What to work on:
Show each line of the items below that contains the string "right", and treat uppercase and lowercase as different.

------ Stored records

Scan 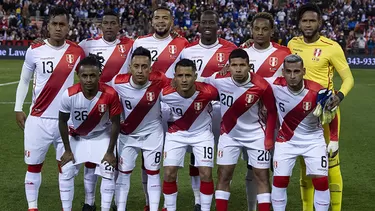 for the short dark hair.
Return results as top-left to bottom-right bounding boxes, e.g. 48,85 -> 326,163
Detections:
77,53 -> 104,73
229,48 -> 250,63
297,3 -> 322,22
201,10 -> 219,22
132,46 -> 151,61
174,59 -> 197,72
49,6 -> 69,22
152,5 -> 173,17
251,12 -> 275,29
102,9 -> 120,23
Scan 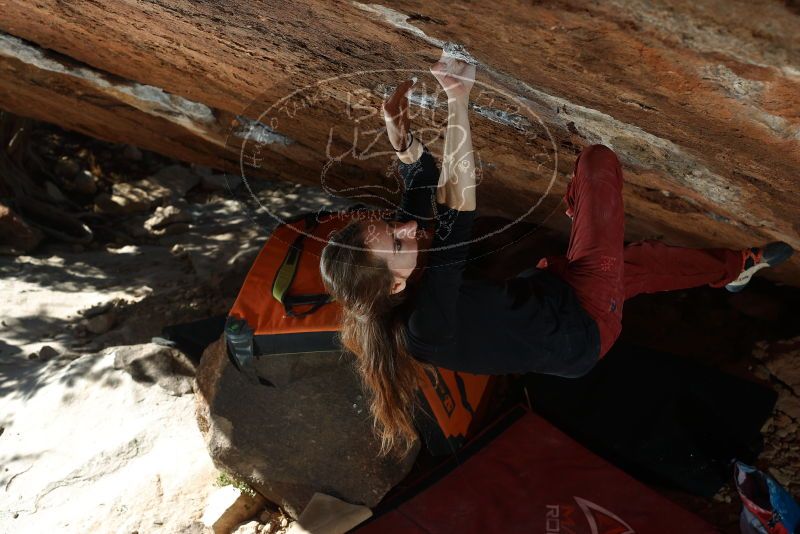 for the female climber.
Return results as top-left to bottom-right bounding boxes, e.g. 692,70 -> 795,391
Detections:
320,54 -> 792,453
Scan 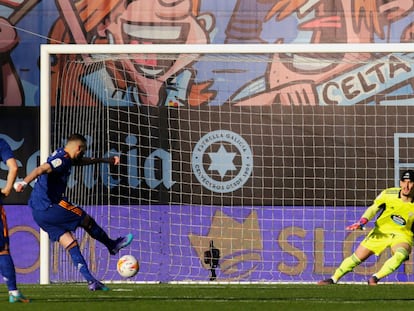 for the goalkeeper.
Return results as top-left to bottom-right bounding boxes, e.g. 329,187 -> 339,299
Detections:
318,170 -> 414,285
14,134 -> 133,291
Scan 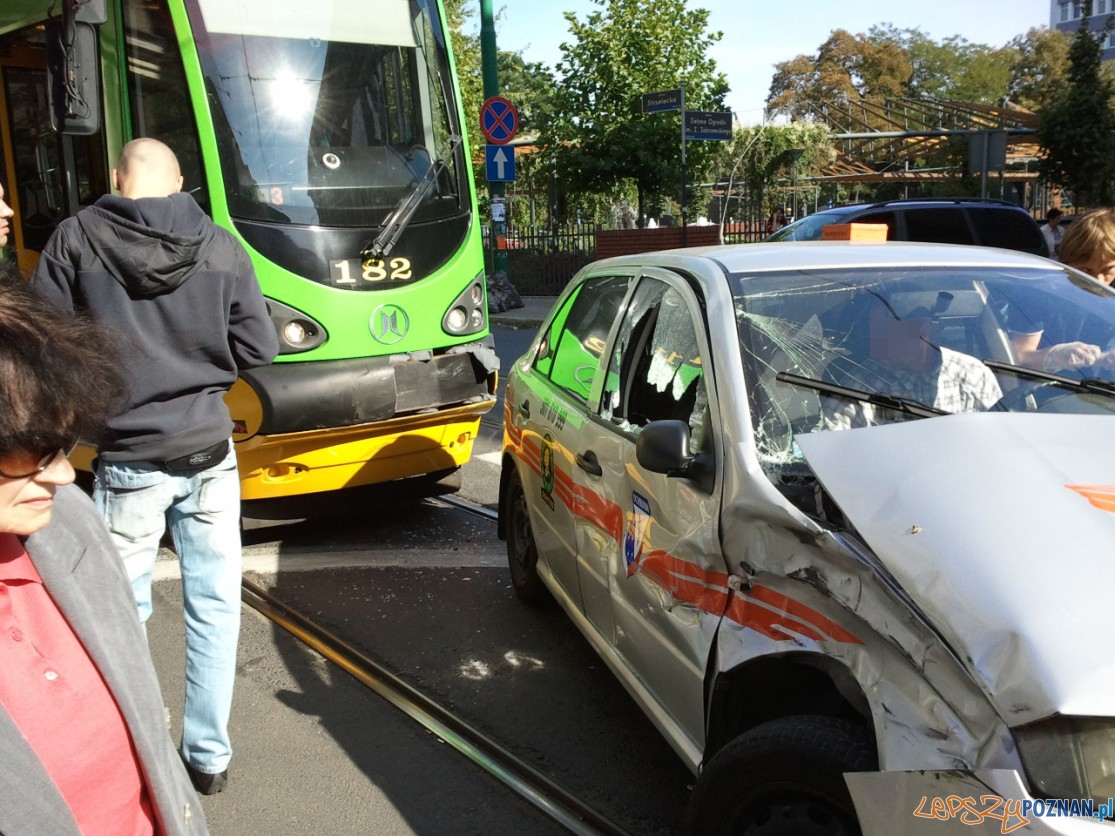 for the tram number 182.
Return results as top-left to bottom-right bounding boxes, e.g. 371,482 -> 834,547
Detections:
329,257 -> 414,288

------------
------ Stored records

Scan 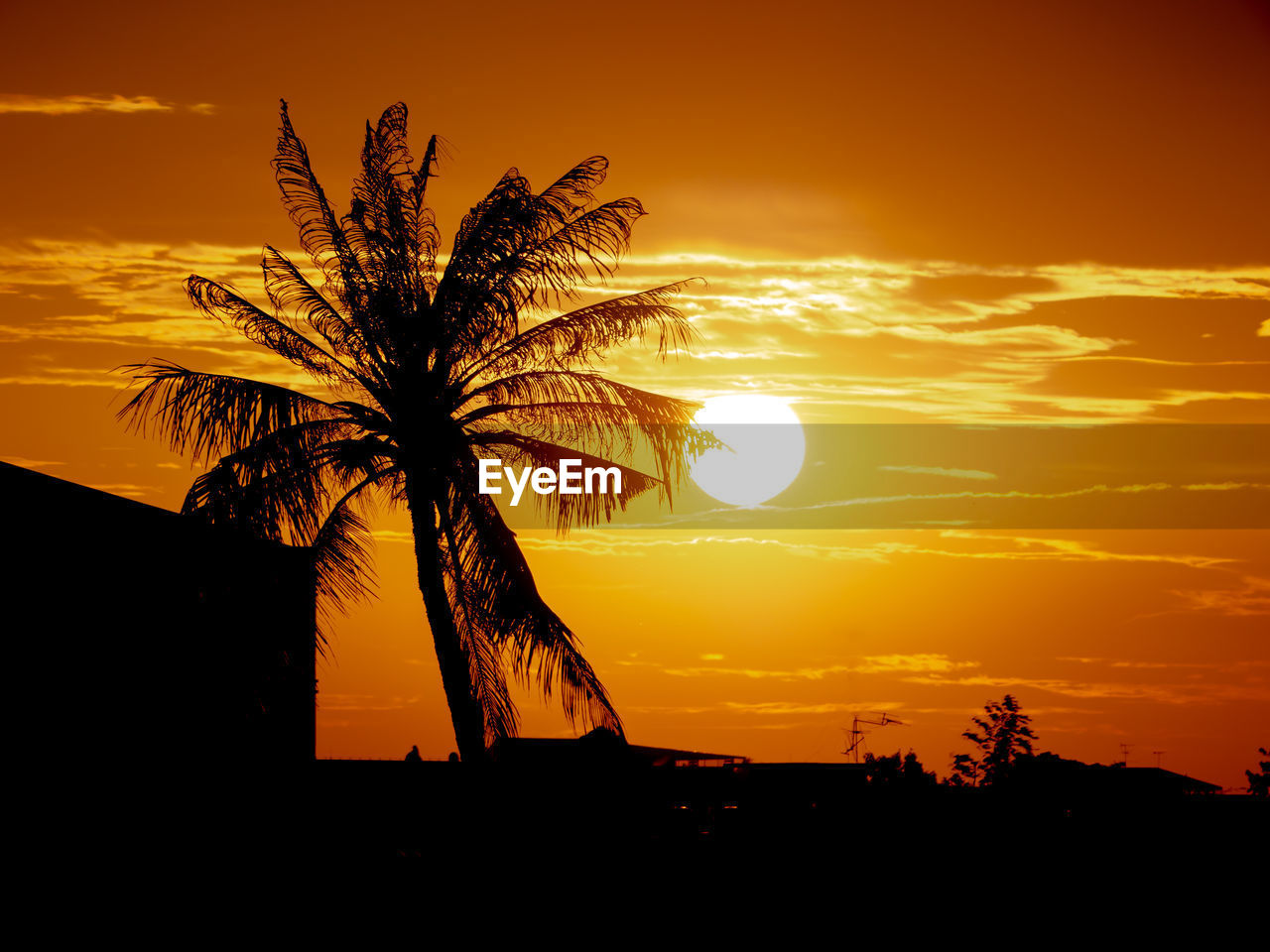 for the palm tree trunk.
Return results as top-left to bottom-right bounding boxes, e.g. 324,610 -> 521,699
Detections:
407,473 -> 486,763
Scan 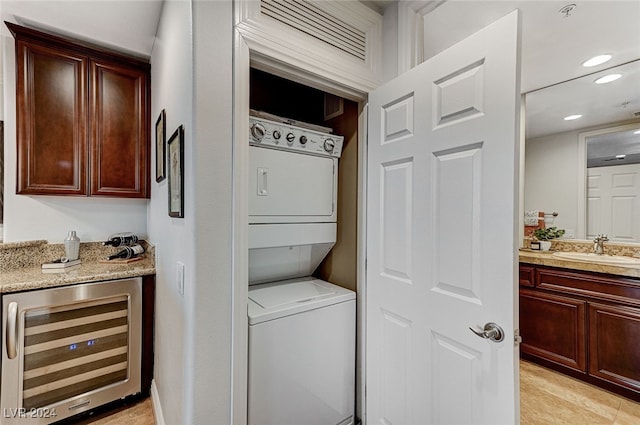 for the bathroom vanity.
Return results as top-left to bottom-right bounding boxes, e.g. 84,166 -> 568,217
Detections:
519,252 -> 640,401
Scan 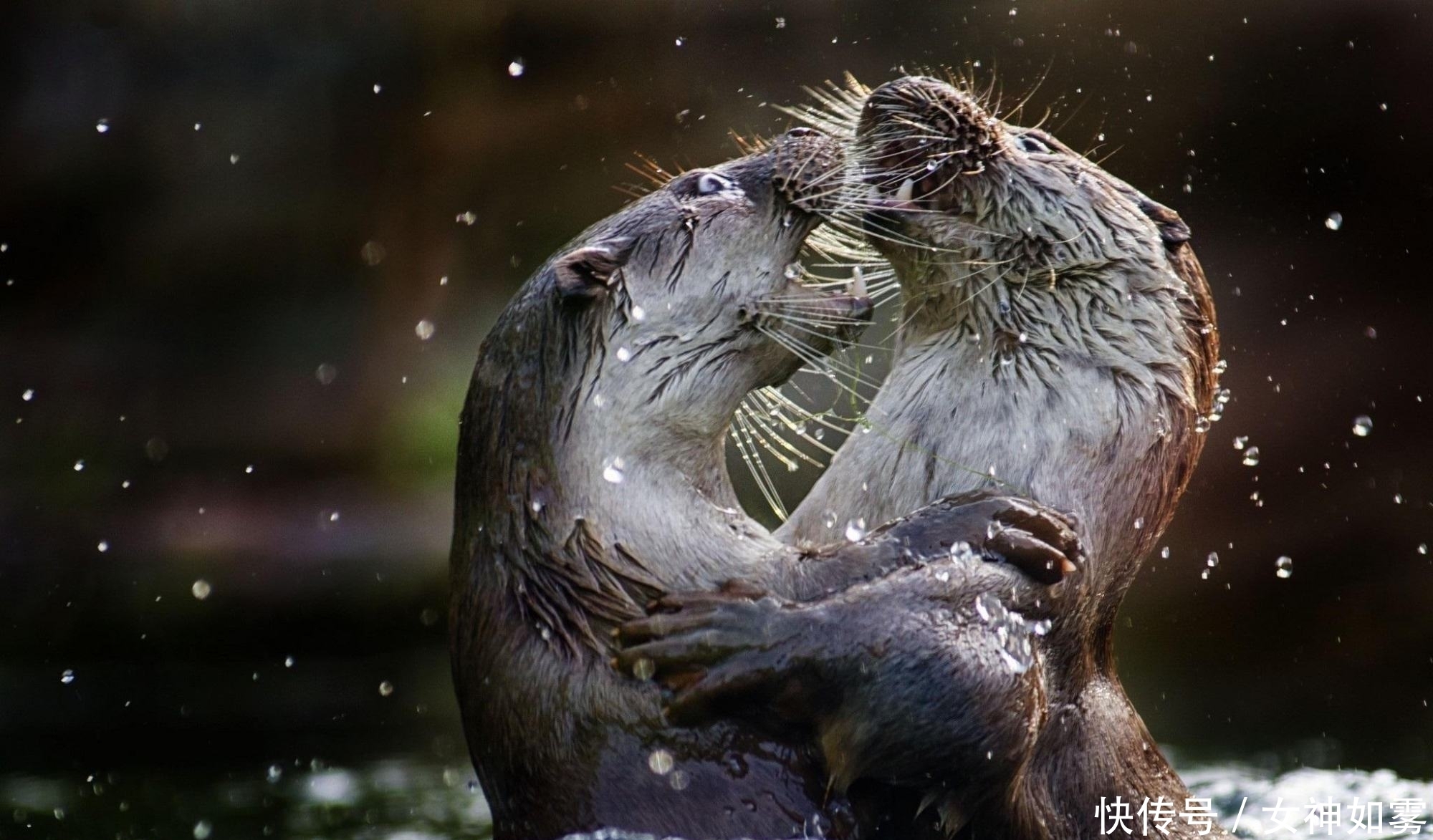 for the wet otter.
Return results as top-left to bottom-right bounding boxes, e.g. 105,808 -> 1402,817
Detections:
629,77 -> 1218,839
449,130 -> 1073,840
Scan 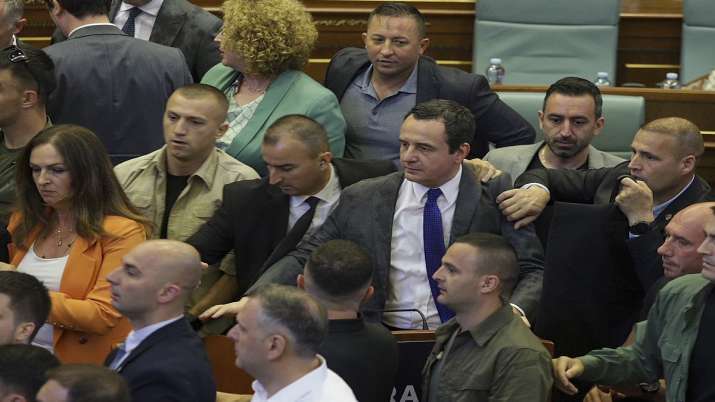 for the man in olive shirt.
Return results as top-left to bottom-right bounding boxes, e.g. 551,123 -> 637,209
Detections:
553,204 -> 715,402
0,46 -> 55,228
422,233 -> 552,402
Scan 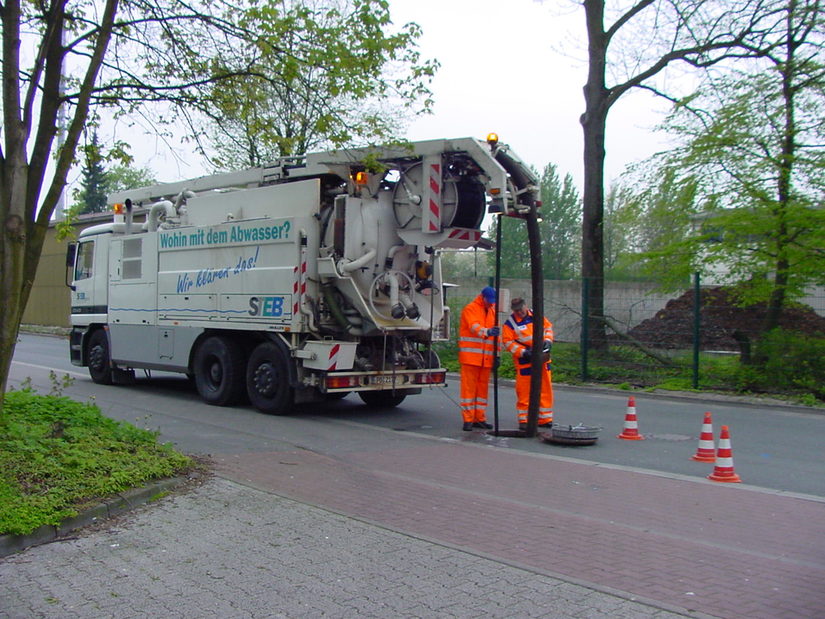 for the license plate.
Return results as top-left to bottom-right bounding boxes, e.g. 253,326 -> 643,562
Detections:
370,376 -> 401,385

------------

Written answer:
Return results as top-left to bottom-right bounding boxes, e.g. 48,85 -> 326,163
Return results as top-left to bottom-right bounding boxes, e.g. 692,70 -> 795,391
Return results as top-left to bottom-right bounding boxes, e.g. 329,187 -> 339,299
Return results as top-left to bottom-right bounding boxes, e.g. 371,482 -> 834,547
Return results as top-left to bottom-right bounding boxes, e.g. 324,610 -> 521,699
Return results as top-left to bottom-right bounding boxes, e.g. 84,166 -> 568,217
Return results as top-left to bottom-right bounding boxes, e.g. 105,808 -> 1402,817
Return results as top-left to bottom-right bounding boxes, e.g. 551,123 -> 637,209
Return results as top-left to bottom-right bounding boxes, e.g. 253,326 -> 643,562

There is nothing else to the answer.